- _Exercise aim_
Pick out each line in the items below that contains the word "blue", and copy those lines.

Excerpts of location labeling data:

■ ■ ■ ■ ■

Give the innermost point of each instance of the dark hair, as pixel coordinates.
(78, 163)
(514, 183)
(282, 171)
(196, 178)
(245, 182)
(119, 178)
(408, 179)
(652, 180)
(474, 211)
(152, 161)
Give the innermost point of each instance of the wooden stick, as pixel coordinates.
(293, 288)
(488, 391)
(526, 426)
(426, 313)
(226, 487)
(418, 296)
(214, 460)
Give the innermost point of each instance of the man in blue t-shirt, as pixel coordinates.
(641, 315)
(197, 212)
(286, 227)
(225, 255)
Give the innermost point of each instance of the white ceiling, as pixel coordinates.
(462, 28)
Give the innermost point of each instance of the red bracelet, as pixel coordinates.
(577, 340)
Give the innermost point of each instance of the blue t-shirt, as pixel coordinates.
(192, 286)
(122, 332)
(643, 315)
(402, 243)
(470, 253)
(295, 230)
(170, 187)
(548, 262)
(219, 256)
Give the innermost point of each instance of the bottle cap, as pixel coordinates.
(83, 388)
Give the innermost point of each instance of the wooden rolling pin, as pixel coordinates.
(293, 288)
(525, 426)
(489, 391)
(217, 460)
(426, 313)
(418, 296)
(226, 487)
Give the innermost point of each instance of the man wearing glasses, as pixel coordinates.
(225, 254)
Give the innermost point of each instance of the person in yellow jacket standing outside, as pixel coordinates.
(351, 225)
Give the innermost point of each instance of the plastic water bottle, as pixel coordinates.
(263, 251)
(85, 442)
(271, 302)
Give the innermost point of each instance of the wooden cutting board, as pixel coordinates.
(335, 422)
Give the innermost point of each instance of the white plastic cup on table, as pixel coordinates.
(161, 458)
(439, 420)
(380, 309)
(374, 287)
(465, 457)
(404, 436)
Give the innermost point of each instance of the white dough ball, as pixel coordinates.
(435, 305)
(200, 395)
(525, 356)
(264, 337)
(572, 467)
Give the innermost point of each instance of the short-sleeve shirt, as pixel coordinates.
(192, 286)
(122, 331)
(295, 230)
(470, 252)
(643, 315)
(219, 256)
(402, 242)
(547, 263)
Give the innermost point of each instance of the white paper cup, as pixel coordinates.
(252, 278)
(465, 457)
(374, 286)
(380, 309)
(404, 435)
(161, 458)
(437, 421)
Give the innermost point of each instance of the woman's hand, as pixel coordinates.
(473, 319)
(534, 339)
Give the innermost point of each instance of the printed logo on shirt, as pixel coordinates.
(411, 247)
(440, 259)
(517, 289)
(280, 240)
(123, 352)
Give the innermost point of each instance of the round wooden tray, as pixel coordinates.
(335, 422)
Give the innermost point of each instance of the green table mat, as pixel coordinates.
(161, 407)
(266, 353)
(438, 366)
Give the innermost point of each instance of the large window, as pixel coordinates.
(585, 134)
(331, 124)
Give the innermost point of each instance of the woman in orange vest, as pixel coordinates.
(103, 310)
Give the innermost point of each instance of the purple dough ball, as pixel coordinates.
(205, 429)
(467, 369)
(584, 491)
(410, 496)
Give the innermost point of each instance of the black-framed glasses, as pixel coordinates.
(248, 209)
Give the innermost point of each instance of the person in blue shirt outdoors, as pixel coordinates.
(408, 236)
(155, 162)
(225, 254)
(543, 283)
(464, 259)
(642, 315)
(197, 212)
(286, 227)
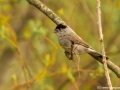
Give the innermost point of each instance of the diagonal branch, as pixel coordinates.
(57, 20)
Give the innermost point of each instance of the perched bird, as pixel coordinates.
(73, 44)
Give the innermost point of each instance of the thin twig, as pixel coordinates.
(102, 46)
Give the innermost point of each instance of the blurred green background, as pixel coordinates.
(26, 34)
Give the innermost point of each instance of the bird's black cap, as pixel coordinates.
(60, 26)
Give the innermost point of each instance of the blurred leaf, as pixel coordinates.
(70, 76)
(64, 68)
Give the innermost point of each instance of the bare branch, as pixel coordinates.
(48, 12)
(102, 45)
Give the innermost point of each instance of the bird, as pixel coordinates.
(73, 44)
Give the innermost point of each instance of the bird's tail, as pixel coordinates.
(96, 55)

■ ■ ■ ■ ■

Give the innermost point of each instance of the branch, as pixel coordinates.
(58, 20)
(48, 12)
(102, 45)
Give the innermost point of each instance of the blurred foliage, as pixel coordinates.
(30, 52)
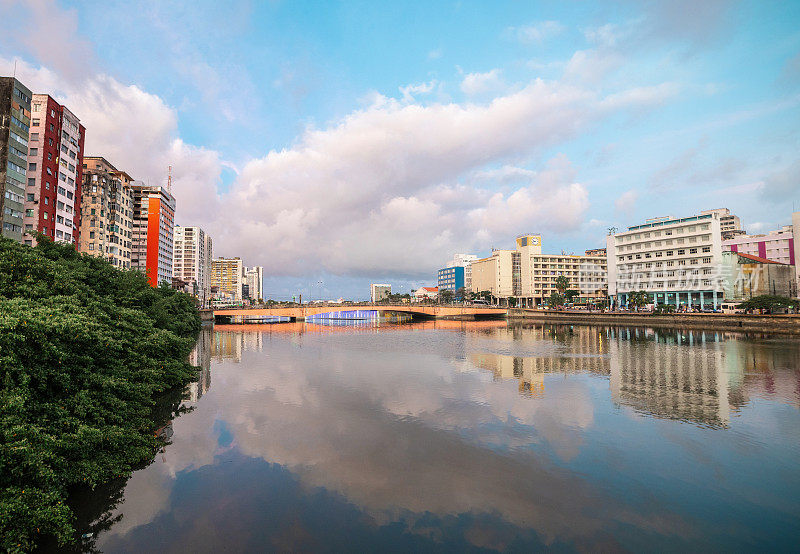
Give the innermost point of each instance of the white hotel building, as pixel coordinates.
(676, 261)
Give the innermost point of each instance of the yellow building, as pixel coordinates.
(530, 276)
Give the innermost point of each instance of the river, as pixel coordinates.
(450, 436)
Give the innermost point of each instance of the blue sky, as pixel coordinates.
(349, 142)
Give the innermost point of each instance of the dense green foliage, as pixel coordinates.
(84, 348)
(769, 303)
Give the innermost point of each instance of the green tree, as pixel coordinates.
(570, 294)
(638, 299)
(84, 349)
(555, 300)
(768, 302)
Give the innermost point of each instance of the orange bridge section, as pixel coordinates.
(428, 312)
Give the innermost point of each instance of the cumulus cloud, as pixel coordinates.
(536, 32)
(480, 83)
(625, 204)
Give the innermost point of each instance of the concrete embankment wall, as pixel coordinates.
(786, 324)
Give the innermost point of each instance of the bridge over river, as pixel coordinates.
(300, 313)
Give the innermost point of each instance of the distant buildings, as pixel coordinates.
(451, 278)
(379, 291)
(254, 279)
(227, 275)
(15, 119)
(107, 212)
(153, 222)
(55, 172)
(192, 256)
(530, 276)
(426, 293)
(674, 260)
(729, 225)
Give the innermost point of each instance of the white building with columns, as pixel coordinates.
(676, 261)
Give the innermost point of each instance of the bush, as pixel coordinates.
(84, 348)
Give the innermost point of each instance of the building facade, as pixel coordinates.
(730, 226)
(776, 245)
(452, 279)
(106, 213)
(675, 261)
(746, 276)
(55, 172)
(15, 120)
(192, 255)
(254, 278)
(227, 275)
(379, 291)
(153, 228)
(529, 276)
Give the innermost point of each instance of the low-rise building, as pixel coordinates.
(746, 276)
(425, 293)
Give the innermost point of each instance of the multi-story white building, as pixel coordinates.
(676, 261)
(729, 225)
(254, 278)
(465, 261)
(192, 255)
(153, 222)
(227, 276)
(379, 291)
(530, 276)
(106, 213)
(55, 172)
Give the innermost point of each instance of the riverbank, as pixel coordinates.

■ ■ ■ ■ ■

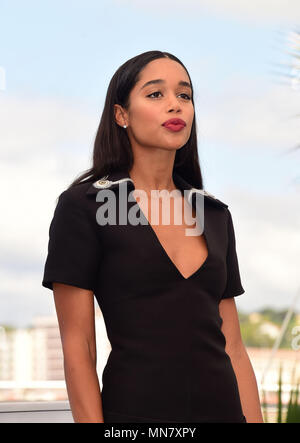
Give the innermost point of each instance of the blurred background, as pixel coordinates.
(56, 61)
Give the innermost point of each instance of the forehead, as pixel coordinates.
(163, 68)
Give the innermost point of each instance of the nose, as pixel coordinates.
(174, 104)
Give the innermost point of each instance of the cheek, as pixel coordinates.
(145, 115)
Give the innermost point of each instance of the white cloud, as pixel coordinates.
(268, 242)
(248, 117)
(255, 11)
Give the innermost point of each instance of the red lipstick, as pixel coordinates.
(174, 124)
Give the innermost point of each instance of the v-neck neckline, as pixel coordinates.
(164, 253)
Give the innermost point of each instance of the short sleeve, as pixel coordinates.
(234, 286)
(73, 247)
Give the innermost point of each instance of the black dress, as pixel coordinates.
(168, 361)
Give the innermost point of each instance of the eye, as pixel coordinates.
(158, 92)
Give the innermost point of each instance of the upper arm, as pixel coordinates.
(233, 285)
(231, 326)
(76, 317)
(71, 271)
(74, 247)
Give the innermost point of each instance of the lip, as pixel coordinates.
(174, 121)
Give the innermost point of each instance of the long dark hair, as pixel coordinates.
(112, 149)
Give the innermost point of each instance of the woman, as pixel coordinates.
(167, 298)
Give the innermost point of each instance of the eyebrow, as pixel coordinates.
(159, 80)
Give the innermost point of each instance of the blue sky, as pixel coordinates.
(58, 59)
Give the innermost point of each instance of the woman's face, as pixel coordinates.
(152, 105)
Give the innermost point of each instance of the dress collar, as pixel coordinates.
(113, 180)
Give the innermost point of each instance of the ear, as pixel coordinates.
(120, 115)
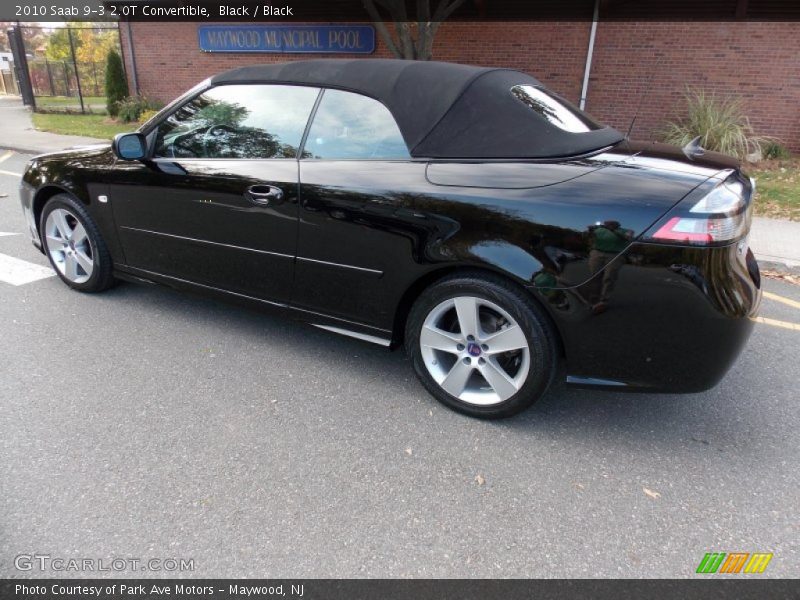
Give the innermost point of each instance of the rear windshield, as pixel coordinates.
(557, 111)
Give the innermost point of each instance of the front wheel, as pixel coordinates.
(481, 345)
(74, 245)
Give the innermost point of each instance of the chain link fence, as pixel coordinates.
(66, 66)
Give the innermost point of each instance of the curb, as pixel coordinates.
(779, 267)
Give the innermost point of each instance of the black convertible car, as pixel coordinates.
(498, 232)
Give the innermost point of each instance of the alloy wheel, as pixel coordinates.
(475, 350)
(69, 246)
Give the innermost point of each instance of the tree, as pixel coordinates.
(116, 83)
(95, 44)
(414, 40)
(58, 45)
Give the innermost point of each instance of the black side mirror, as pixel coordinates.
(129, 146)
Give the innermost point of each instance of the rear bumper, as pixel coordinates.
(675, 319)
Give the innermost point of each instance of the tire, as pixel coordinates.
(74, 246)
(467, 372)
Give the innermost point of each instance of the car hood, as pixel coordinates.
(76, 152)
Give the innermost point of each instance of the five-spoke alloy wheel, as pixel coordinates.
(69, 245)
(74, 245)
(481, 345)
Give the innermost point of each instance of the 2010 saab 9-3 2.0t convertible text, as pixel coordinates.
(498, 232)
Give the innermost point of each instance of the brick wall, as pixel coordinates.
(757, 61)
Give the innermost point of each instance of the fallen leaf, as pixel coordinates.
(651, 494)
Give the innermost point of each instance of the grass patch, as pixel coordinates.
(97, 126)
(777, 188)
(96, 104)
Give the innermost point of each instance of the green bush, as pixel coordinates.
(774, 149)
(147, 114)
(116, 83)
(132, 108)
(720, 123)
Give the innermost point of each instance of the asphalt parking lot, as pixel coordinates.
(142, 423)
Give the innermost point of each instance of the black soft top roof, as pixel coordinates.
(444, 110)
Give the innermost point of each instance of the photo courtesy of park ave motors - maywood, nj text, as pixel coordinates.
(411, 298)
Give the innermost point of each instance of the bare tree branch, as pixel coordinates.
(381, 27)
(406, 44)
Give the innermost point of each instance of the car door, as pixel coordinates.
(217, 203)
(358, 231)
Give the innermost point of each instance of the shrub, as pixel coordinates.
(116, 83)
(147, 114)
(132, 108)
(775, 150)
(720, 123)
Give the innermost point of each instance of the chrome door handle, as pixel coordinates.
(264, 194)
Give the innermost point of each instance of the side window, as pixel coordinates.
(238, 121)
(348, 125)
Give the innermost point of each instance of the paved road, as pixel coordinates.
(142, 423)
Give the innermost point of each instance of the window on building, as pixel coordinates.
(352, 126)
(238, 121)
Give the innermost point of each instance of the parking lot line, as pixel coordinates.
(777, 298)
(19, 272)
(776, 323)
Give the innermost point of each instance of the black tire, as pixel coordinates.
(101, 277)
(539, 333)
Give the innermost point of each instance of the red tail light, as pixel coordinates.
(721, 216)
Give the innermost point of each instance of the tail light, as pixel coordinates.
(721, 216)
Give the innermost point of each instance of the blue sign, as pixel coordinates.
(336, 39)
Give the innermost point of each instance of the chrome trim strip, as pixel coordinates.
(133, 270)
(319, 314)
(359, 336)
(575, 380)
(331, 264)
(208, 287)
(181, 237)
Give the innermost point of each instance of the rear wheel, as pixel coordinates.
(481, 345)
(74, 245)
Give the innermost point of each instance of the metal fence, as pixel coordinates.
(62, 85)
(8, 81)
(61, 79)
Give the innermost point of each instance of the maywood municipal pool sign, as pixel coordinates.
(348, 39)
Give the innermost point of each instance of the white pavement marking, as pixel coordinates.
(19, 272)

■ ■ ■ ■ ■

- _Full response_
Give the innermost point of each instance of the man in blue t-shirt, as pixel coordinates.
Give the innermost point of each instance of the blue t-shirt, as pixel coordinates.
Give the innermost point of each instance of the person in blue shirt outdoors, as pixel coordinates.
Give the innermost point of each instance of the blue sky, as pixel coordinates.
Give the innermost point of each instance of the blue sky, as pixel coordinates.
Give the innermost point of each instance of the blue sign, as pixel coordinates.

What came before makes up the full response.